> WHAT YOU ARE ASKED TO DO
Lay out the listing below as a JSON list of strings, one string per line with blank lines left out. Cover everything from the first line of the listing up to and including the line that contains "box: [503, 63, 590, 90]".

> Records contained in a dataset
⟨
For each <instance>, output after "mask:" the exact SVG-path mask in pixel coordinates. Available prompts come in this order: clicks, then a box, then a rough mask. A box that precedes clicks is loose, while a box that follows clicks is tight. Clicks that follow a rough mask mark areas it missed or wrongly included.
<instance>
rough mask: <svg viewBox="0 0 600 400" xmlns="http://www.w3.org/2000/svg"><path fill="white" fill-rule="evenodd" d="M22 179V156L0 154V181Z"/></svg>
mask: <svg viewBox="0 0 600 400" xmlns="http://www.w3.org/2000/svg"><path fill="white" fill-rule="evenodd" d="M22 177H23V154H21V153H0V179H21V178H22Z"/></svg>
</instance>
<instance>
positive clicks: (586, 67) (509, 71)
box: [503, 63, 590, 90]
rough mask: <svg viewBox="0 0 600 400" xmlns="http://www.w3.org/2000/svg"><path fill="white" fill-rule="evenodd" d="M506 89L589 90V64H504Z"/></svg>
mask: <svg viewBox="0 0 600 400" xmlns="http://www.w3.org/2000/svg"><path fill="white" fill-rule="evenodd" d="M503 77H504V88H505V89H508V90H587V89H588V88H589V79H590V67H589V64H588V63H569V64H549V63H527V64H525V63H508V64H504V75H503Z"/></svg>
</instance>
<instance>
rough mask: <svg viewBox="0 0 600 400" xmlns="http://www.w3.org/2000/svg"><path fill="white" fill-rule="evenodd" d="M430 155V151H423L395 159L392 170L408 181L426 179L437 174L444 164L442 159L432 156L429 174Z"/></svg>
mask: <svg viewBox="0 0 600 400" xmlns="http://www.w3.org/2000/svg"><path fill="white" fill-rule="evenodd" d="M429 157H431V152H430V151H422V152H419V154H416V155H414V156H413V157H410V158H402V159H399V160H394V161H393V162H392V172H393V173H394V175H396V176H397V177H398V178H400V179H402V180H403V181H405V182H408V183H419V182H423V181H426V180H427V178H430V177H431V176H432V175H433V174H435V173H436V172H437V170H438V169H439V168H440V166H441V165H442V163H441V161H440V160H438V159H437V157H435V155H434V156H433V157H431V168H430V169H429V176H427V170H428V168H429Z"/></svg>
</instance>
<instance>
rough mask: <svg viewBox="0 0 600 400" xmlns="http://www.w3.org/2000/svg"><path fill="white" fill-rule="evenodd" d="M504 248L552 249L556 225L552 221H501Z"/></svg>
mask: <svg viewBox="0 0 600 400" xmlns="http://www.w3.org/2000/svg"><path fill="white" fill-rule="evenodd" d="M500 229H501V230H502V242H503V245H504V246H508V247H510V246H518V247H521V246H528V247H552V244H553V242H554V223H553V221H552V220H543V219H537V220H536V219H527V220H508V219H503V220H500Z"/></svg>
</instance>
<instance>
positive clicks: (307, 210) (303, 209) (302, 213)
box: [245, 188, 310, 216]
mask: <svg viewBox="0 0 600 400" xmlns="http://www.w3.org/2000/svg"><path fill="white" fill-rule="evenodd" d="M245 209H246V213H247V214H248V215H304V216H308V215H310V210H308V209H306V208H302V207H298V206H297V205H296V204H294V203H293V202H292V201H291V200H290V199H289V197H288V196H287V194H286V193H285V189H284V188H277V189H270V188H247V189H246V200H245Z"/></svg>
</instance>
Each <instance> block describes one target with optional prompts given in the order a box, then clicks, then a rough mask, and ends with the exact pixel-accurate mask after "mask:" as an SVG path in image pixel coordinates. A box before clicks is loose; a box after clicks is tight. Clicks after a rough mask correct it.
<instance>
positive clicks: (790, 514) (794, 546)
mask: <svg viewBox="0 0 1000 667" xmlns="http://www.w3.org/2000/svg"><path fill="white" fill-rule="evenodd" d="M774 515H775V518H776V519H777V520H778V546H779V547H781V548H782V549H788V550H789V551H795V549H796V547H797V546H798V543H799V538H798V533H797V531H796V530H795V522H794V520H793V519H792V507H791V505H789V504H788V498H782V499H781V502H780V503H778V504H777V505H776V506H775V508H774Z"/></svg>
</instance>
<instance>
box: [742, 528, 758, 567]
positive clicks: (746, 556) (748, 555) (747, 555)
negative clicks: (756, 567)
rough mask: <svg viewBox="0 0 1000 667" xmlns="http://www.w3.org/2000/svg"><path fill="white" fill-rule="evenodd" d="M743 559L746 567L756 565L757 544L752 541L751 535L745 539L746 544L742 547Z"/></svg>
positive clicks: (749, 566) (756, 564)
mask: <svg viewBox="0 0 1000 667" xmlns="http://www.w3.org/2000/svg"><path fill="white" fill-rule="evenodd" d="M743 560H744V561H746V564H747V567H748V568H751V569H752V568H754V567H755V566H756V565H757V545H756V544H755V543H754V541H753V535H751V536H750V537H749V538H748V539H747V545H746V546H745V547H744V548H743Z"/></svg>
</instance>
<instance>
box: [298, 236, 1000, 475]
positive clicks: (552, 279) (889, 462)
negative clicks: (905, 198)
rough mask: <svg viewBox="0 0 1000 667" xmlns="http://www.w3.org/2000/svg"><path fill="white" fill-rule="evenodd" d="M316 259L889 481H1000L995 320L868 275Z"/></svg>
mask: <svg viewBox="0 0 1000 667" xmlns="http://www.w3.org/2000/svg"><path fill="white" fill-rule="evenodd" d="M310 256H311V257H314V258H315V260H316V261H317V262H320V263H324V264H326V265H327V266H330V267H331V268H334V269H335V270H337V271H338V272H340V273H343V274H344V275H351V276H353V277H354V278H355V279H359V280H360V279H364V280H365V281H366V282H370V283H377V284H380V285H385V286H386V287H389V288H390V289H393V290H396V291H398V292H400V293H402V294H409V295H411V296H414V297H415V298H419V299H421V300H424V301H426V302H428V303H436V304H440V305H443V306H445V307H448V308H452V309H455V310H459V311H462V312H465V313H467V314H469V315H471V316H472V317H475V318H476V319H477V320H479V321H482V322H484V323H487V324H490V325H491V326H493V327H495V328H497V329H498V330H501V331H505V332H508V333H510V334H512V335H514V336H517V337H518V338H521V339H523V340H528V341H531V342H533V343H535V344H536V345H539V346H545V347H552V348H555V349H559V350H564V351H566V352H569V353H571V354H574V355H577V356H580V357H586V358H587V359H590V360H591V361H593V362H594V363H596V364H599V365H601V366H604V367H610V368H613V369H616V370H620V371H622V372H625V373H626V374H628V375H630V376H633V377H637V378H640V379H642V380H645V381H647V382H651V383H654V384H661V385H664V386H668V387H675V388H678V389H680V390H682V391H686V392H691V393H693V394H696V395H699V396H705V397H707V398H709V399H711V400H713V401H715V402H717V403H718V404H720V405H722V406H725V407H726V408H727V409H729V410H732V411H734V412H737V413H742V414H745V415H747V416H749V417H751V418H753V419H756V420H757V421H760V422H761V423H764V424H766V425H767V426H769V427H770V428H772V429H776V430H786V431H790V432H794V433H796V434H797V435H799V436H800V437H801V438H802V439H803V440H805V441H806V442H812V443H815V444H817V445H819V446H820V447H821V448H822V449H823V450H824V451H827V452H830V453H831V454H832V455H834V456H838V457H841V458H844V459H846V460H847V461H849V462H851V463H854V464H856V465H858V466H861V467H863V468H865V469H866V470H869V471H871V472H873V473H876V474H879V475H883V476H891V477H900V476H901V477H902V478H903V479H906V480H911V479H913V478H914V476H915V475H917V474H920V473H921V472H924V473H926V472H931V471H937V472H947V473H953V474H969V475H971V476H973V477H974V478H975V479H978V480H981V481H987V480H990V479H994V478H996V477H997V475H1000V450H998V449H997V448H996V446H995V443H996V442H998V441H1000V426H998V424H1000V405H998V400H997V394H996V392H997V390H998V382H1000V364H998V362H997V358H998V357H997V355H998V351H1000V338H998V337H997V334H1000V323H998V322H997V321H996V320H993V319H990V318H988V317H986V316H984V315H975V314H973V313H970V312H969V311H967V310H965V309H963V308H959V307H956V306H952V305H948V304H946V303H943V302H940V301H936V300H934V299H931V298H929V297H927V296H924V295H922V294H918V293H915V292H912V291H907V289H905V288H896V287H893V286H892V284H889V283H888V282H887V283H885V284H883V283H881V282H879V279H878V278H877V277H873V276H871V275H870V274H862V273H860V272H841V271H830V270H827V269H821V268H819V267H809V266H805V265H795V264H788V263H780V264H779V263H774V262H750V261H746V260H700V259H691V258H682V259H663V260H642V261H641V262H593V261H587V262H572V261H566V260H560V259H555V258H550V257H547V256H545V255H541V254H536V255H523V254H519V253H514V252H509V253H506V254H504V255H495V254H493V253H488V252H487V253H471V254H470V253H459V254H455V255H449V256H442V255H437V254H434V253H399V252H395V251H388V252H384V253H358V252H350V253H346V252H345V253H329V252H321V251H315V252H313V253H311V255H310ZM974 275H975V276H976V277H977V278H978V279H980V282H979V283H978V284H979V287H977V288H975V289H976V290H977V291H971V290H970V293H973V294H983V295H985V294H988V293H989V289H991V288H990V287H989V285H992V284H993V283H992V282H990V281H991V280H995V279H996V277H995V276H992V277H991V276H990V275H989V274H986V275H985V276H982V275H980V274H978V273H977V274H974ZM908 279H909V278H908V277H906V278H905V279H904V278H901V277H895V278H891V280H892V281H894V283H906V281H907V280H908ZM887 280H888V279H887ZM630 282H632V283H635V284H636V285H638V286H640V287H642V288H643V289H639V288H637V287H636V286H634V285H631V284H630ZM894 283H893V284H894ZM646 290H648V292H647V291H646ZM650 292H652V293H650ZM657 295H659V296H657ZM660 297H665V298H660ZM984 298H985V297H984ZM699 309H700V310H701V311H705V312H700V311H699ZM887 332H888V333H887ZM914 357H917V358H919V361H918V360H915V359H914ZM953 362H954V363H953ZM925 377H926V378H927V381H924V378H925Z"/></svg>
⟩
> RESULT OF THIS TASK
[
  "For each <instance>, output after \"mask:\" the exact SVG-path mask in pixel coordinates. Available prompts come in this order: clicks, then a box, then a rough mask. A box that precedes clicks is loose, while a box that follows clicks is tight. Clicks that follow a rough mask mark areas it missed or wrongly included.",
  "<instance>",
  "rough mask: <svg viewBox=\"0 0 600 400\" xmlns=\"http://www.w3.org/2000/svg\"><path fill=\"white\" fill-rule=\"evenodd\" d=\"M22 179V156L0 154V181Z\"/></svg>",
  "mask: <svg viewBox=\"0 0 600 400\" xmlns=\"http://www.w3.org/2000/svg\"><path fill=\"white\" fill-rule=\"evenodd\" d=\"M22 177H23V154H21V153H0V179H21V178H22Z\"/></svg>",
  "</instance>",
  "<instance>",
  "positive clicks: (586, 67) (509, 71)",
  "box: [503, 63, 590, 90]"
]